*** Opening of PROVIDED PASSAGE ***
Ten games, 30 points. England’s perfect record in European Championships qualifying was only exceeded in its efficiency by its tedium. But now that insufferable win-fest is out of the way, attentions can turn to Euro 2016 itself, and specifically to who will make Roy Hodgson’s final 23-man squad.

While several fringe players were given the chance to impress against Lithuania on Monday night, there was one England international conspicuous by his absence. A goalscorer once heralded as the future of English football, and still banging them in for his club at a Cristiano Ronaldo-esque rate. That man is Jay Bothroyd.

Actually, to backtrack slightly, Bothroyd’s absence wasn’t conspicuous. On the contrary, even if the striker had entered the LFF Stadium in Vilnius and walked across the pitch in full England kit, the majority of spectators wouldn’t have recognised him, and he would probably have been wrestled to the ground by police as a suspected hooligan.
*** Close of PROVIDED PASSAGE ***
▶ **TASK SET**
A) From the article about England's Euro 2016 qualifying, copy the words starting at "While several fringe" and ending at "a suspected hooligan.".
B) Using the article about England's Euro 2016 qualifying, say whether each statement agrees with it. Answer yes or no, and quote the words that decide it. (i) England won every one of its qualifying games. (ii) England played Lithuania on a Saturday. (iii) Most of the crowd in Vilnius would have recognized Bothroyd.
C) Pick up the article about England's Euro 2016 qualifying and Jay Bothroyd from where it ends, and keep writing.
*** Opening of GIVEN INFORMATION ***
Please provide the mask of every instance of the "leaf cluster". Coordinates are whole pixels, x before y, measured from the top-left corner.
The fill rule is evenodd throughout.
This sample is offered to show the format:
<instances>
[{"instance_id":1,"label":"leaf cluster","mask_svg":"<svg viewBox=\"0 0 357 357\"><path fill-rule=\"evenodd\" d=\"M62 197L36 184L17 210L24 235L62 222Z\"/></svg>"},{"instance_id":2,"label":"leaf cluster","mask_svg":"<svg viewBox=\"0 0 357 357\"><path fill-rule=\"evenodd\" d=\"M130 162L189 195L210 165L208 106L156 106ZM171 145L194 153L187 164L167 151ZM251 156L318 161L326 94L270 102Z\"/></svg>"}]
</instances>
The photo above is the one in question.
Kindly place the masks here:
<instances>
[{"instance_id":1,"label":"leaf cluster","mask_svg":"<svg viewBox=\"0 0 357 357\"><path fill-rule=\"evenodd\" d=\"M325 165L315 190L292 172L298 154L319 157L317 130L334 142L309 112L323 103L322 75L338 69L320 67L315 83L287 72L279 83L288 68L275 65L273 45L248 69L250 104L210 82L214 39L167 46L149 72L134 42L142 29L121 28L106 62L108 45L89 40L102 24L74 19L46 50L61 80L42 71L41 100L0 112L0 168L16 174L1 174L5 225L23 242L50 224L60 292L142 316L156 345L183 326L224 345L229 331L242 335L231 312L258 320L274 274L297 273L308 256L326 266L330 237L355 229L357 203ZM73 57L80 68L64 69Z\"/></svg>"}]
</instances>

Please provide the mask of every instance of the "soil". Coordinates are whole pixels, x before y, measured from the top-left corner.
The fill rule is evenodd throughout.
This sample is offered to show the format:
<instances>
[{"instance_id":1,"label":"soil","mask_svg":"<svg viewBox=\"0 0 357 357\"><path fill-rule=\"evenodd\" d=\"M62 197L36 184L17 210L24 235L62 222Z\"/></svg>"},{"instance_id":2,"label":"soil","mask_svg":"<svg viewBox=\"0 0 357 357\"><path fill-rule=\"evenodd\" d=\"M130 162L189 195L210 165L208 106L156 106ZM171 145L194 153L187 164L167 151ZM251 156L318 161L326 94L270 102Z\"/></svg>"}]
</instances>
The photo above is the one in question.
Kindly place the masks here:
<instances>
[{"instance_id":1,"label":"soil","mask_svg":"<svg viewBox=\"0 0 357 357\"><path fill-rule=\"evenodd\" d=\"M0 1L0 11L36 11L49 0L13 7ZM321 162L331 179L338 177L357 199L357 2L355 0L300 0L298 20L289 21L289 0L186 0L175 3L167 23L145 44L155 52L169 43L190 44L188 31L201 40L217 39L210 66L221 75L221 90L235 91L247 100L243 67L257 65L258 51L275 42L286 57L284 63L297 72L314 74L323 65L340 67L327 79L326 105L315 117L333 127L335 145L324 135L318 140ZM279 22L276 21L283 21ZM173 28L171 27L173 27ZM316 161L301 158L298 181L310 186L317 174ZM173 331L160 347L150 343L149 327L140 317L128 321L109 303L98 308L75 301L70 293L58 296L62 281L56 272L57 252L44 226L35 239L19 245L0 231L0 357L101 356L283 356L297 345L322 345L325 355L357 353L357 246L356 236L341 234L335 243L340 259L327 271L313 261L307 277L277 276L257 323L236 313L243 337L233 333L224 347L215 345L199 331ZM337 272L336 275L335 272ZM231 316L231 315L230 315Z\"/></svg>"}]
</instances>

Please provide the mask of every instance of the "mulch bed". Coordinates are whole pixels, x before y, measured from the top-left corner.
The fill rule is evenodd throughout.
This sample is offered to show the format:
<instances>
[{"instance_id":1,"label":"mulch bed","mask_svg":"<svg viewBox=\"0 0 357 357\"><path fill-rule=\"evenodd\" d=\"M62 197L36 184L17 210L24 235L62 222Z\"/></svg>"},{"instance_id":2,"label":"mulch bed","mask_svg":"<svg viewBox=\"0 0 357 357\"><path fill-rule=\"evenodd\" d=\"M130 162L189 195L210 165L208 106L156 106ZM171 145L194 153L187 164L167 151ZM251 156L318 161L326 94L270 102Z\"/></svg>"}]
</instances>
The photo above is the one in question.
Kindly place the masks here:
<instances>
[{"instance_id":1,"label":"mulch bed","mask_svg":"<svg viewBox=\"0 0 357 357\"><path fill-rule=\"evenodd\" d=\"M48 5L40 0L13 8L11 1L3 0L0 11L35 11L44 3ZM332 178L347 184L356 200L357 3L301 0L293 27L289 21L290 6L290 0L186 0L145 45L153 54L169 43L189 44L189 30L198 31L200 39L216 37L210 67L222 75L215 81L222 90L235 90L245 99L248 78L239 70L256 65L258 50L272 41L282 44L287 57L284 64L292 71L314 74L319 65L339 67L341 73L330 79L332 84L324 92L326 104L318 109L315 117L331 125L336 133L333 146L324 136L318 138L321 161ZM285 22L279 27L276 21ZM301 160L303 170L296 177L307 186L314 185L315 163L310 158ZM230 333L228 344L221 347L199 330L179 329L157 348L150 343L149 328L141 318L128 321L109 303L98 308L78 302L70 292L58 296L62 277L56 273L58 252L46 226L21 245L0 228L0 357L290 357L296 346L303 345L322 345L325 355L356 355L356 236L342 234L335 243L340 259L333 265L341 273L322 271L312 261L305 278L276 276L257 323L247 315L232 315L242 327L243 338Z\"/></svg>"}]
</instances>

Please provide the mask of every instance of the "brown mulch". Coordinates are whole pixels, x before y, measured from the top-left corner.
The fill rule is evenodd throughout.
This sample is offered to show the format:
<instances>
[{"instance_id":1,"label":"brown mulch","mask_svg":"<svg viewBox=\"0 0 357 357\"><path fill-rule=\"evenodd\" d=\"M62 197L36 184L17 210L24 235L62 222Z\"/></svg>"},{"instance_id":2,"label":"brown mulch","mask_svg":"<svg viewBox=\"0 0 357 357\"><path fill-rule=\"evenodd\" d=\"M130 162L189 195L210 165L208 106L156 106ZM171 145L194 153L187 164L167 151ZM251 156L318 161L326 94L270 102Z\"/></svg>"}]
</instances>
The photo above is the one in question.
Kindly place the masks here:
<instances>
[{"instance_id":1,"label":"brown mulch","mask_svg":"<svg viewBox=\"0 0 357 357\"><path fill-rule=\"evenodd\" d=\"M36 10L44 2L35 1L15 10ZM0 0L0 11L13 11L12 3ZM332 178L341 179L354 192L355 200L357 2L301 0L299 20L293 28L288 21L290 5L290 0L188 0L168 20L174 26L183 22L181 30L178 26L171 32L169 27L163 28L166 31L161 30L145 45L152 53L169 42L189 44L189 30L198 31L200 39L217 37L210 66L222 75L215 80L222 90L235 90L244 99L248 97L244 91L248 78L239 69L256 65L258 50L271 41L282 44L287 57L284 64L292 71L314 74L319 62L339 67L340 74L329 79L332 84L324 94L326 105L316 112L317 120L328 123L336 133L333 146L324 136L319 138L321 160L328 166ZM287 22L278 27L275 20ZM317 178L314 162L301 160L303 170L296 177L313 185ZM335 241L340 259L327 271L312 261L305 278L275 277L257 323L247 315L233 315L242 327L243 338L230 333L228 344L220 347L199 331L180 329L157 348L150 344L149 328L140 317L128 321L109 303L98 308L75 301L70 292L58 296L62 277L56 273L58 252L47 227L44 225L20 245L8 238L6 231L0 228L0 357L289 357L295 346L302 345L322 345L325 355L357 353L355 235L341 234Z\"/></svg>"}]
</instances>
*** Close of GIVEN INFORMATION ***
▶ **RESPONSES PER TASK**
A)
While several fringe players were given the chance to impress against Lithuania on Monday night, there was one England international conspicuous by his absence. A goalscorer once heralded as the future of English football, and still banging them in for his club at a Cristiano Ronaldo-esque rate. That man is Jay Bothroyd.

Actually, to backtrack slightly, Bothroyd’s absence wasn’t conspicuous. On the contrary, even if the striker had entered the LFF Stadium in Vilnius and walked across the pitch in full England kit, the majority of spectators wouldn’t have recognised him, and he would probably have been wrestled to the ground by police as a suspected hooligan.

B)
(i) Yes: "Ten games, 30 points. England’s perfect record in European Championships qualifying"
(ii) No: "against Lithuania on Monday night"
(iii) No: "the majority of spectators wouldn’t have recognised him"

C)
And yet, a mere five years ago the same player was pulling on a shirt adorned with the hallowed Three Lions and taking the field against France at Wembley. It’s an event that at the time was surprising, and now seems so far-fetched that even those who remember it dismiss it as a hallucination; a trick of the mind. Yet it really happened.

A decade into a career that had been synonymous with mediocrity since the moment he made his professional debut for a mediocre Coventry City side and produced a mediocre goals return, something wonderful happened to Bothroyd in 2010.

Having hitherto scored 61 goals in 275 games throughout his football existence, the Islington-born striker scored 15 times in the first 16 games of the 2010/11 season for Cardiff City. It was only in the Championship so it shouldn’t have really mattered, but injuries to Wayne Rooney, Darren Bent, Jermain Defoe and Bobby Zamora meant England manager Fabio Capello was staying up an hour later on Saturday nights to watch the Football League Show on BBC One. And although he found Manish Bhasin’s presenting style clunky and wooden, he was much more impressed by Bothroyd and called up England’s hottest striker for the friendly against Les Bleus.

At the ripe old age of 28, Bothroyd triumphantly made his international bow in the 2-1 defeat by Laurent Blanc’s men. He ran around, he kicked the ball, he headed it. But that was as good as it got.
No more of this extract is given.